THE REQUEST ::
Retype the whole text on baking bread in France, word for word.

TEXT ::
= = =

That's the thing about girls. Every time they do something pretty... you fall half in love with them, and then you never know where the hell you are.
– J.D Salinger
Sometimes a girl’s gotta do what a girl’s gotta do. You know what I mean? I am the kind of person who is often discombobulated, missing dates and deadlines, forgetting those teeny tiny obligations I have committed myself to. I am often flustered and flummoxed, running out of time, down to the last second as I attempt to reorganize my day and jump into something that I should have attacked and taken care of ages ago. My life, albeit like so many others’, is cluttered, confusing and complicated, a life spread out between two apartments as it is squashed between demands of family, career and renovation, leaving me unorganized at best, distracted at worst. * sigh *
I used to bake bread once a week, several times a month, bringing pleasure to my family while faithfully keeping up with the various bread baking events in the food blogosphere: Bread Baking Day, Yeastspotting, Bread Baking Babes and Buddies. And then life got in the way. (which I find a truly inexplicable aphorism.) And I allowed myself to be distracted. And I bake bread less often. How easy it is for me, living in France with a boulangerie on every corner filled to the gills with gorgeous bread, baguettes and boules, brioche and miches, seeded and plain, studded with lardons and dusted with cheese, straight, square, twisted or braided, to have a constant flow of bread at my fingertips with no more effort than it takes to slip on a coat and skip around the corner. I simply do not need to bake bread, whether savory or sweet. And how my French family is hooked on bread! A meal just isn’t a meal without that loaf, long and thin or round and plump. Bread and cheese rounds off every meal, often simply taking the place of dessert. Bread and cheese accompanied by a piece of fruit or two is, for every Frenchman, the perfect ending to any meal. Or a meal in itself. So each morning, we dash to our favorite bakery, breathe in the heavenly odor of just-baked bread, the tang of yeast biting into the soft, sweet air. And we make our choice, whichever strikes us, tempts us that particular day. And we break off the end, the bit of rounded crust, as we run home again, popping it into our mouth, fresh and warm, satisfied with a job well done, this ritual of French life.

= = =

EXTRACTED RECORDS ::
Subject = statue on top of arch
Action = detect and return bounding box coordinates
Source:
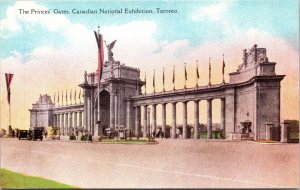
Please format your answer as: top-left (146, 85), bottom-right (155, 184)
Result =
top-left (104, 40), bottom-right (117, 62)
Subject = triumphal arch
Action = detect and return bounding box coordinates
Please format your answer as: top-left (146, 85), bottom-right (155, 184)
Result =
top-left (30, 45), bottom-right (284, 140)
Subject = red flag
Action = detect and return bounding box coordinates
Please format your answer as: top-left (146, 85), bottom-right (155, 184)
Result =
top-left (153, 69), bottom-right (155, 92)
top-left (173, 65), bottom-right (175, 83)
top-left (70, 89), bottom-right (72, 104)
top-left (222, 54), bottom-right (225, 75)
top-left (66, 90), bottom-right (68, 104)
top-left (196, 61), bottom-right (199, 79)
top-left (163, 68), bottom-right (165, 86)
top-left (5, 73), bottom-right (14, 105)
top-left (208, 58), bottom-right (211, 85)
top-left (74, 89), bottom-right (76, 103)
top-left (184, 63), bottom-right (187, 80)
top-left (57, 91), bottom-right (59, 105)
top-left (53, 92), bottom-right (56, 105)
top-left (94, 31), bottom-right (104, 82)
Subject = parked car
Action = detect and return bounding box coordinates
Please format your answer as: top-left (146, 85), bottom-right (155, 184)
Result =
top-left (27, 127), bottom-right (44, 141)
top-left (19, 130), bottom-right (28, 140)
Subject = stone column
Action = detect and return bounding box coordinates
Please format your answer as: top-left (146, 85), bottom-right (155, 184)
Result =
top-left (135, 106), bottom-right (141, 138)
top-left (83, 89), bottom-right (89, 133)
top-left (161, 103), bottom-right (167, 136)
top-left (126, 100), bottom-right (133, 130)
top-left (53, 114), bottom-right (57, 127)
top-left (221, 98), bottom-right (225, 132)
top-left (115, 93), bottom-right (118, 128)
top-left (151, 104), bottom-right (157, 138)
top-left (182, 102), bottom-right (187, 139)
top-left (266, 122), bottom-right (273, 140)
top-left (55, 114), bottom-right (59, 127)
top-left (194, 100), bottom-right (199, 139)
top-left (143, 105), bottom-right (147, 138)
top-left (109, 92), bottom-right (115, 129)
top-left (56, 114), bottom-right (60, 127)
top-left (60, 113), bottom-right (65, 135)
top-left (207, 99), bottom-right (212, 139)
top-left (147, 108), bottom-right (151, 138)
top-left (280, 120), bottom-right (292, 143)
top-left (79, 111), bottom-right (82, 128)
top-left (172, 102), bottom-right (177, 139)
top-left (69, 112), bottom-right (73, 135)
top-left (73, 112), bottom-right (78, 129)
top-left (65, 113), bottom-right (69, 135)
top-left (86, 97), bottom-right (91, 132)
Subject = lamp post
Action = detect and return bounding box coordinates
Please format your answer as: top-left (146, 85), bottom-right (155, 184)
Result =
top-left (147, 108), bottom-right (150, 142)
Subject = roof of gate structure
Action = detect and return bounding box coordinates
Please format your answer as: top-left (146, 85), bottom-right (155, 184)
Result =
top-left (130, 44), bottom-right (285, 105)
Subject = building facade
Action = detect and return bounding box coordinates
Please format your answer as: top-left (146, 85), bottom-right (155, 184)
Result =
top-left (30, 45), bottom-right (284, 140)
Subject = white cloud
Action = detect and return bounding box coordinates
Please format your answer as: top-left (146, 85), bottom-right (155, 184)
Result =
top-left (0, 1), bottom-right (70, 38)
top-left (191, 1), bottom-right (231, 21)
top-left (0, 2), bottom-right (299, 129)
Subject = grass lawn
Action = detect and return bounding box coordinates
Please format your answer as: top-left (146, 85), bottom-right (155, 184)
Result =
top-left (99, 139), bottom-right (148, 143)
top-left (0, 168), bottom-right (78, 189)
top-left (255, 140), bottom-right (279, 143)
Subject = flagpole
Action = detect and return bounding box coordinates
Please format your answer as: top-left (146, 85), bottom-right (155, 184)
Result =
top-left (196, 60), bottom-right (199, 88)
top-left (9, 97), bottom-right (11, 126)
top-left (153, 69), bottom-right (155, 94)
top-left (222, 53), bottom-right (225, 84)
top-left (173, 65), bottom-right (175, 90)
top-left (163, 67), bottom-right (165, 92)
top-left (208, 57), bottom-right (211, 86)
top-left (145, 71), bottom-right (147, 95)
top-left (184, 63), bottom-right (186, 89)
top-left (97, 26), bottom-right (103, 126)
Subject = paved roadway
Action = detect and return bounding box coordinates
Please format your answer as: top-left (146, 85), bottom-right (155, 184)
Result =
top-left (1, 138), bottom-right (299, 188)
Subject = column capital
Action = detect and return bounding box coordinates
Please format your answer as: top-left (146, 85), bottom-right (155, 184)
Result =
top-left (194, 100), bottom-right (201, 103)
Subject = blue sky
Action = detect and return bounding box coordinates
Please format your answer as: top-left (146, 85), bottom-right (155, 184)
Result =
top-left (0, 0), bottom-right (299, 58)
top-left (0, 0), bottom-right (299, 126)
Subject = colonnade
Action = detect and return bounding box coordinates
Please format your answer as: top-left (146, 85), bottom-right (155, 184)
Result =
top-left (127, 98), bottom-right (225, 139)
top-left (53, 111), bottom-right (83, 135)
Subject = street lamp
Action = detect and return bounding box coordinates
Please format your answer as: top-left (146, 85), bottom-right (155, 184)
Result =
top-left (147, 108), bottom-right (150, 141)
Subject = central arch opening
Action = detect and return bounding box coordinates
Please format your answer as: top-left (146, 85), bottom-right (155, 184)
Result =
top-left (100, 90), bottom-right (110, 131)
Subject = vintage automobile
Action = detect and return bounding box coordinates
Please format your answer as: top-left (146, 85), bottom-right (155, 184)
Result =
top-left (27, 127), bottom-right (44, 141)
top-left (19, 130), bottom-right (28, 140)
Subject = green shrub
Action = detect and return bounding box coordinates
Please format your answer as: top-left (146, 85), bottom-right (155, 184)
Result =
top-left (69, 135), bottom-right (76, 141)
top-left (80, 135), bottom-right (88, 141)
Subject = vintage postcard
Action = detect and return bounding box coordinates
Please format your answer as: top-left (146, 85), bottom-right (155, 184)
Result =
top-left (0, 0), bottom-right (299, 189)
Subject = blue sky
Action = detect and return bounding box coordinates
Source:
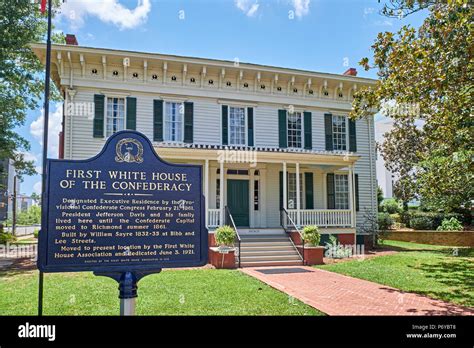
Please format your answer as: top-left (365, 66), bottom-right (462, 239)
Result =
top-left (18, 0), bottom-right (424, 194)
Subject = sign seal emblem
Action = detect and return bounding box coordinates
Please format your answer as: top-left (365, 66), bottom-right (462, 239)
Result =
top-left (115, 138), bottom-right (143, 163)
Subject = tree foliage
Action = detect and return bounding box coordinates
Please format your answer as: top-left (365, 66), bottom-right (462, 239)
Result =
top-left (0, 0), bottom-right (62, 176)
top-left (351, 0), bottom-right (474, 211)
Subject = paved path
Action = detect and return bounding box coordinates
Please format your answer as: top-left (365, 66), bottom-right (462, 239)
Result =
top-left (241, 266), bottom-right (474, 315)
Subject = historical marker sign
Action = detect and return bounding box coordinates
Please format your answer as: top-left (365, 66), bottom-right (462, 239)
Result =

= = =

SOLVED EXERCISE ::
That's the thing about girls. Every time they do something pretty... you fall half in love with them, and then you never know where the hell you are.
– J.D Salinger
Sometimes a girl’s gotta do what a girl’s gotta do. You know what I mean? I am the kind of person who is often discombobulated, missing dates and deadlines, forgetting those teeny tiny obligations I have committed myself to. I am often flustered and flummoxed, running out of time, down to the last second as I attempt to reorganize my day and jump into something that I should have attacked and taken care of ages ago. My life, albeit like so many others’, is cluttered, confusing and complicated, a life spread out between two apartments as it is squashed between demands of family, career and renovation, leaving me unorganized at best, distracted at worst. * sigh *
I used to bake bread once a week, several times a month, bringing pleasure to my family while faithfully keeping up with the various bread baking events in the food blogosphere: Bread Baking Day, Yeastspotting, Bread Baking Babes and Buddies. And then life got in the way. (which I find a truly inexplicable aphorism.) And I allowed myself to be distracted. And I bake bread less often. How easy it is for me, living in France with a boulangerie on every corner filled to the gills with gorgeous bread, baguettes and boules, brioche and miches, seeded and plain, studded with lardons and dusted with cheese, straight, square, twisted or braided, to have a constant flow of bread at my fingertips with no more effort than it takes to slip on a coat and skip around the corner. I simply do not need to bake bread, whether savory or sweet. And how my French family is hooked on bread! A meal just isn’t a meal without that loaf, long and thin or round and plump. Bread and cheese rounds off every meal, often simply taking the place of dessert. Bread and cheese accompanied by a piece of fruit or two is, for every Frenchman, the perfect ending to any meal. Or a meal in itself. So each morning, we dash to our favorite bakery, breathe in the heavenly odor of just-baked bread, the tang of yeast biting into the soft, sweet air. And we make our choice, whichever strikes us, tempts us that particular day. And we break off the end, the bit of rounded crust, as we run home again, popping it into our mouth, fresh and warm, satisfied with a job well done, this ritual of French life.